#### [Document extract]
Take process skills — dialogue, for example. Students can be given sample "dysfunctional dialogues", at first invented and later from real life (political debates, talk-shows, their own arguments with friends, which you can ask them to write up and bring to class), and asked to analyze and then rewrite them. Fairly simple rules can be offered (and fairly obvious rules, too — the problem is that they’re so seldom followed), such as: Seek common ground; Welcome suggestions and partial solutions (versus looking for the weaknesses and complaining that a proposal isn’t perfect); Avoid the automatic comeback. I usually have students play-read the original and their rewritten versions (usually redone in groups) right in class.

#### [Given information]
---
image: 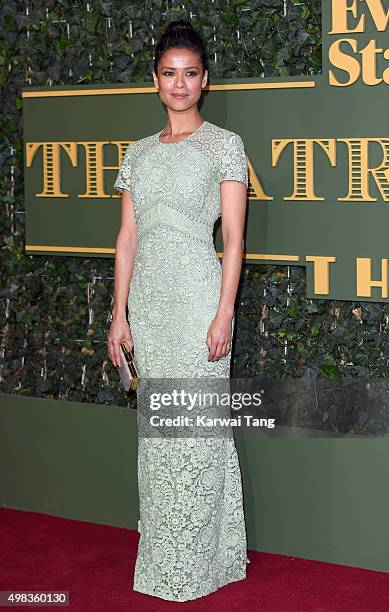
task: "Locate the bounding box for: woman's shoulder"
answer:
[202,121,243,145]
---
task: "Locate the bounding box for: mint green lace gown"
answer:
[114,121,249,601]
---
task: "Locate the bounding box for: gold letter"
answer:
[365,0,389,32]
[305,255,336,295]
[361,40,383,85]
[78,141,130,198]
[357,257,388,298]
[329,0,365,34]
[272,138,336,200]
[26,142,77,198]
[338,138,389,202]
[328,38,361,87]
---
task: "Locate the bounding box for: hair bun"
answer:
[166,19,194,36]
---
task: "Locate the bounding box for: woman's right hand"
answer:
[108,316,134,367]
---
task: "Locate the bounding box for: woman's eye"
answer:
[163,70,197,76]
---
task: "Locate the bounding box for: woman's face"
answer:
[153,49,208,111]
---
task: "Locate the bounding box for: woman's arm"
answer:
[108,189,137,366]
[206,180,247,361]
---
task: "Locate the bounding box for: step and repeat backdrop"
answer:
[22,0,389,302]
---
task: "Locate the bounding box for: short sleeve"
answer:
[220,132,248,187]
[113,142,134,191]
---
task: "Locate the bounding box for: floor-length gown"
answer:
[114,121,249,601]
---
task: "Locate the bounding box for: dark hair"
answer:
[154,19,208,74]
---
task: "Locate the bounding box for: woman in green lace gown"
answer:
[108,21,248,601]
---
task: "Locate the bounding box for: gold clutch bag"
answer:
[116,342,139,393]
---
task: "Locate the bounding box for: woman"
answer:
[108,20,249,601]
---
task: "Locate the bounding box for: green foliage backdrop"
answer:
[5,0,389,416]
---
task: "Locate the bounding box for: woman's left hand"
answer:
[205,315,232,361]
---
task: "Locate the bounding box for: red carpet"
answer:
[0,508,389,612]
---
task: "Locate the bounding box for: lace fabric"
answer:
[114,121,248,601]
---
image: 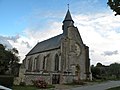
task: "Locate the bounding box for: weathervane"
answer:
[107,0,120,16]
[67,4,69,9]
---
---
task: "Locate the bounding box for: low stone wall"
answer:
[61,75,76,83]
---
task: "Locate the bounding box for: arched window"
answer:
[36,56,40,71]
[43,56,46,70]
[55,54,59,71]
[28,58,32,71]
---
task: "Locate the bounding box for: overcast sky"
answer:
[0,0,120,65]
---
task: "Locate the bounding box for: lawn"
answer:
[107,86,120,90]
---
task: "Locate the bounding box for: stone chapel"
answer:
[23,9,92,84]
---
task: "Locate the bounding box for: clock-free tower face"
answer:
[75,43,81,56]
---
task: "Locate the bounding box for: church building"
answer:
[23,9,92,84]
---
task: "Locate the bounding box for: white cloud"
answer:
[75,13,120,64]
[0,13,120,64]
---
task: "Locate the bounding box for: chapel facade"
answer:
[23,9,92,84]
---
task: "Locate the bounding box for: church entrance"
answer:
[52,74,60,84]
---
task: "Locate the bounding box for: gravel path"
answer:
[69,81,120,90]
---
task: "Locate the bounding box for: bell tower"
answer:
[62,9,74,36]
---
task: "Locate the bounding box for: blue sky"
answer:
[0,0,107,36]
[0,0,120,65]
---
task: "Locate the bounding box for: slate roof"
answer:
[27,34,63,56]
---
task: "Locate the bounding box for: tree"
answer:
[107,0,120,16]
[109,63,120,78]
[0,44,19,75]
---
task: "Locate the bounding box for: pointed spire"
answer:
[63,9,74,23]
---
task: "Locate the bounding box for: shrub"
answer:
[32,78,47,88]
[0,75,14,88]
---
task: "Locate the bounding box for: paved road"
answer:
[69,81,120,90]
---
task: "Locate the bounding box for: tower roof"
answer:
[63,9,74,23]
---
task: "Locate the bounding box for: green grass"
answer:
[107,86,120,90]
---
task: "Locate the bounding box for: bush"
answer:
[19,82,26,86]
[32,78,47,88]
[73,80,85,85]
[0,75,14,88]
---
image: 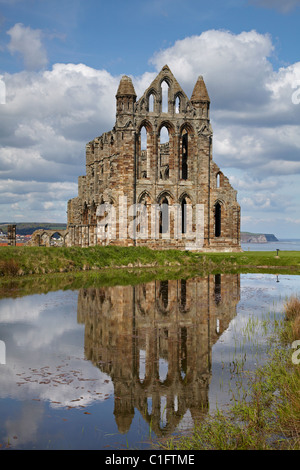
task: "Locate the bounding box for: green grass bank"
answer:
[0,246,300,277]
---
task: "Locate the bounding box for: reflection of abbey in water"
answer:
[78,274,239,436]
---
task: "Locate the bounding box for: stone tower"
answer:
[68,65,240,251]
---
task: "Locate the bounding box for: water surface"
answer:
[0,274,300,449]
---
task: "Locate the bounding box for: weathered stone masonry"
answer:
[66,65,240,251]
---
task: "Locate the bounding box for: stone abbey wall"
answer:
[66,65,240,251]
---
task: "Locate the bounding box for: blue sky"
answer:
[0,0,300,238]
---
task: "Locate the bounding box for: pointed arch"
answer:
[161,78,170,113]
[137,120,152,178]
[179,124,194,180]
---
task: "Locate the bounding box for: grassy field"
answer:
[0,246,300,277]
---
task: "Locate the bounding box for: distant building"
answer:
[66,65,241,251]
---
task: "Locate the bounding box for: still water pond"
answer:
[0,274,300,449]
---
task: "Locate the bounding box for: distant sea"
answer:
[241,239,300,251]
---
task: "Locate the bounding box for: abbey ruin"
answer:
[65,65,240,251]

#### [Your assignment]
In the passage on teaching dialogue, which rule is set against looking for weaknesses and complaining that a proposal is not perfect?

#### [Your response]
Welcome suggestions and partial solutions.